Was zu tun ist:
- 1) Tipp aus dem Text über Turkana den Teil ab, der bei den Worten „Kenia: Humanitäre Katastrophe“ anfängt. Hör nach den Worten „25 Prozent verringert.“ auf.
- 2) Schreib den Text über Turkana nach seinem letzten Satz weiter.

Vorliegender Auszug:
Kenia: Humanitäre Katastrophe an der Wiege der Menschheit
Der Distrikt Turkana im Norden Kenias ist die Wiege der Menschheit. Jedenfalls stieß man dort und etwas weiter nördlich, jenseits der Grenze zu Äthiopien, auf die frühesten Funde menschlichen Lebens.
Wenn dort also über Hunderttausende von Jahren Menschen leben konnten, dann muss es auch ein sehr fruchtbares Land gewesen sein. Was aber hat sich dann geändert?
Um es mit einem Wort zu sagen: das Klima.
Die Fakten sprechen eine klare Sprache: Seit 1960 ist die Durchschnittstemperatur dort um zwei Grad angestiegen; die letzten acht Jahre waren die heißesten, die je aufgezeichnet wurden; die Regenfälle haben sich um 25 Prozent verringert.
Man kann zwar in Ostafrika noch Lebensmittel anbauen, aber es hat sich örtlich alles irgendwie verschoben. Turkana ist heute, so weit das Auge reicht, ein staubiges und trockenes Land. Alle Flüsse auf der 230 Kilometer langen Strecke von Lodwar nach Lokitaung sind ausgetrocknet. Die einstigen Flussbetten sind nur mehr staubige Täler.

(Einträge aus einem Datensatz)

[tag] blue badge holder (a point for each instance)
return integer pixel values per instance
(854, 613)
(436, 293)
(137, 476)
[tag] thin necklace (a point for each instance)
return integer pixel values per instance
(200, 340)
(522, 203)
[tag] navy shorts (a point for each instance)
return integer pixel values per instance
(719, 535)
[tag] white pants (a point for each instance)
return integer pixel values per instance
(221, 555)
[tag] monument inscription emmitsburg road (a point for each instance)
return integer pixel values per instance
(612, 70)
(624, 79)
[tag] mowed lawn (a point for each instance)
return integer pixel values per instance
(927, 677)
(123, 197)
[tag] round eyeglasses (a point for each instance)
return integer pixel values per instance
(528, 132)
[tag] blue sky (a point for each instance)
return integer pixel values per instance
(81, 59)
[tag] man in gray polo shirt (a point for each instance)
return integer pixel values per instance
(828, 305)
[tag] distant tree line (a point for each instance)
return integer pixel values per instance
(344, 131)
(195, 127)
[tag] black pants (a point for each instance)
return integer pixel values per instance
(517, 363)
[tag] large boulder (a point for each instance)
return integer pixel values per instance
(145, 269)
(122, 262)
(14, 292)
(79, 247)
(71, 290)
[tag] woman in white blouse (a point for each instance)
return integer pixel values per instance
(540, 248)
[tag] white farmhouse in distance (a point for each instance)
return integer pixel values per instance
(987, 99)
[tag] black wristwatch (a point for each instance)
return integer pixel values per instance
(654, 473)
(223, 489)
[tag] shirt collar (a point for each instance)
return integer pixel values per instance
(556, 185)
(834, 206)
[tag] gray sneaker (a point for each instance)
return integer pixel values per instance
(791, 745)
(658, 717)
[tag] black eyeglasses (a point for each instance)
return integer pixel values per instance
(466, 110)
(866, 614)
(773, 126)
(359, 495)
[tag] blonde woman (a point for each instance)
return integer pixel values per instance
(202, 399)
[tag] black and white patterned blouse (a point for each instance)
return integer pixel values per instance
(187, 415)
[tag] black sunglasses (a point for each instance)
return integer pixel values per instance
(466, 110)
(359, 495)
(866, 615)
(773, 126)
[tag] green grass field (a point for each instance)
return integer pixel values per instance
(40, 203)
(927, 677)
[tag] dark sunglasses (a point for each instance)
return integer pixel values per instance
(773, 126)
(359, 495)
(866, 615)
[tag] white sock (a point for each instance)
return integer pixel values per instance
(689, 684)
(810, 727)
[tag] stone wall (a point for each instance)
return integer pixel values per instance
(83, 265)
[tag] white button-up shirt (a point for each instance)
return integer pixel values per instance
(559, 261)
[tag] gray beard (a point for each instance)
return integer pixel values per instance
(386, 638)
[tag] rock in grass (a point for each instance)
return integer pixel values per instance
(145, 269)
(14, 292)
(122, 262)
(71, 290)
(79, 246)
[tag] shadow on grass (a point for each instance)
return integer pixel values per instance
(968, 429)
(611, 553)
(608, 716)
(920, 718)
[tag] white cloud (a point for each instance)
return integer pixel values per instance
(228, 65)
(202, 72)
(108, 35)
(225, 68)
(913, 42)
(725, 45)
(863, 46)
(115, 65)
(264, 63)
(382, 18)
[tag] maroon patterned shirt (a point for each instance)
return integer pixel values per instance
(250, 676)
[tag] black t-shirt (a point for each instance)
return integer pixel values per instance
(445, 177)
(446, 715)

Antworten pro Aufgabe:
- 1)
Kenia: Humanitäre Katastrophe an der Wiege der Menschheit
Der Distrikt Turkana im Norden Kenias ist die Wiege der Menschheit. Jedenfalls stieß man dort und etwas weiter nördlich, jenseits der Grenze zu Äthiopien, auf die frühesten Funde menschlichen Lebens.
Wenn dort also über Hunderttausende von Jahren Menschen leben konnten, dann muss es auch ein sehr fruchtbares Land gewesen sein. Was aber hat sich dann geändert?
Um es mit einem Wort zu sagen: das Klima.
Die Fakten sprechen eine klare Sprache: Seit 1960 ist die Durchschnittstemperatur dort um zwei Grad angestiegen; die letzten acht Jahre waren die heißesten, die je aufgezeichnet wurden; die Regenfälle haben sich um 25 Prozent verringert.

- 2)
Dort, wo einst der Fluss Keiro floss, beobachten wir einmal eine Gruppe von rund 30 Leuten, die mehr als eineinhalb Meter tiefe Löcher gruben in der Hoffnung, dort noch die letzten Tropfen Wasser herausholen zu können.
In der ganzen Region sind die Flüsse verschwunden, die einst die Lebensgrundlage von Tausenden von Dorfbewohnern bildeten. Nun müssen die Menschen dort stundenlang gehen, um irgendwo noch Wasser zu finden. Und wenn sie es finden, ist es oft gefährlich verschmutzt. Sie trinken es trotzdem. Haben Sie eine andere Wahl?
Andrew Lodio und seine Familie haben sich in der Nähe des Orts Lokitaung aus nur einem einzigen Grund ein Haus gebaut: weil es dort einen großen, bis zu 50 Meter breiten Fluss gab. Der ist jetzt so trocken wie das ausgedörrte Land, das sich links und rechts seiner einstigen Ufer erstreckt.
"Früher war es anders", erinnert sich Andrew. "Es gab zwar auch früher Dürren, aber keine wie diese. Diese ist die schlimmste, weil sie die gesamte Region betrifft. Wir sind ja sonst, wenn es an einem Ort mal schlecht war, einfach anderswohin gegangen. Aber jetzt ist es überall schlecht. Wir können nirgendwohin.”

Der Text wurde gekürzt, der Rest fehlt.